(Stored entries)

┏━━

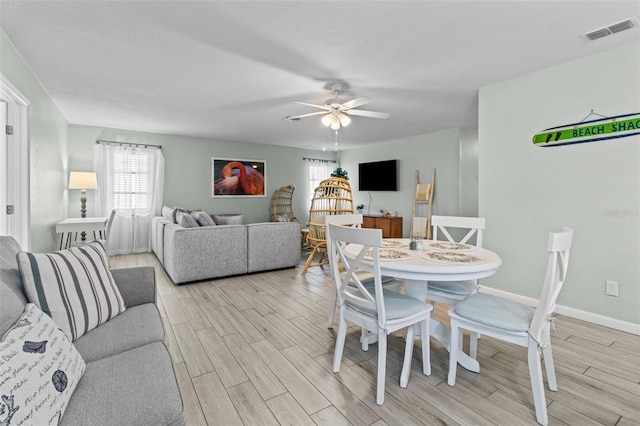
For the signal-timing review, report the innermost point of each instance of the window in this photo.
(131, 181)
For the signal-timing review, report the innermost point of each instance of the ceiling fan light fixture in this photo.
(344, 120)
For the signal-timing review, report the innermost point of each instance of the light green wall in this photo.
(528, 191)
(440, 150)
(48, 149)
(188, 170)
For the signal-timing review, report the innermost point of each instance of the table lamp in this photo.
(83, 181)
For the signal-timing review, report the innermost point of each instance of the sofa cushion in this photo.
(12, 295)
(136, 387)
(135, 327)
(272, 245)
(203, 219)
(40, 370)
(73, 286)
(185, 220)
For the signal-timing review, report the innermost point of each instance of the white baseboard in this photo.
(627, 327)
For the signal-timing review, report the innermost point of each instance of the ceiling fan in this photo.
(336, 113)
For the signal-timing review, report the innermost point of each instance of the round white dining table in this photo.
(417, 270)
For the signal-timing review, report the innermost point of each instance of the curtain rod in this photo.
(146, 145)
(319, 159)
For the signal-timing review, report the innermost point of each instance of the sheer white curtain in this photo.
(130, 180)
(319, 170)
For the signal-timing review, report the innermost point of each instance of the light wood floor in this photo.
(255, 349)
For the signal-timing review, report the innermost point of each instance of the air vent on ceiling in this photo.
(613, 29)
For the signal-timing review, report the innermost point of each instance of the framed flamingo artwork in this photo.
(238, 178)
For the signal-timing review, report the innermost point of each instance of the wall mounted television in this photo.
(378, 176)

┗━━

**Exercise:**
Output every line of the listing above as a JSON list of strings, one string per line, with blank lines skipped. Leave the pictures out.

**Reply:**
[
  "For the signal-timing review, report the innermost point of each instance of the window in this photo.",
  "(131, 181)",
  "For the signal-timing review, report the innermost point of each instance of the ceiling fan light fixture in this photo.",
  "(344, 120)",
  "For the signal-timing review, report the innermost point of each instance of the light green wall in this photo.",
  "(528, 191)",
  "(440, 150)",
  "(48, 149)",
  "(188, 170)",
  "For the signal-timing review, report the innermost point of each instance of the table lamp in this photo.",
  "(83, 181)",
  "For the signal-timing review, report the innermost point of each instance of the sofa cushion in this photo.",
  "(12, 295)",
  "(136, 387)",
  "(135, 327)",
  "(272, 245)",
  "(203, 219)",
  "(40, 370)",
  "(73, 286)",
  "(185, 220)",
  "For the signal-timing review, report the innermost point of each instance of the white baseboard in this photo.",
  "(627, 327)",
  "For the signal-timing review, report the innermost point of each instance of the ceiling fan in this photo.",
  "(336, 113)",
  "For the signal-timing review, report the innermost point of each instance of the round white dining table in this photo.",
  "(417, 270)",
  "For the signal-timing review, report the innermost point of each instance of the curtain rod in this photo.",
  "(146, 145)",
  "(319, 159)",
  "For the signal-timing review, report the innermost point of each instance of the sheer white curtain in this photo.",
  "(130, 180)",
  "(319, 170)",
  "For the signal-timing review, report the innermost point of each instance of the light wood floor in this photo.",
  "(255, 349)",
  "For the signal-timing review, report the innermost point of each instance of the air vent on ceiling in this photo.",
  "(613, 29)",
  "For the signal-timing review, report the innermost point of each instance of the framed flamingo artwork in this photo.",
  "(238, 178)",
  "For the signal-timing review, report the innermost point of each instance of the wall mounted television in this photo.",
  "(378, 176)"
]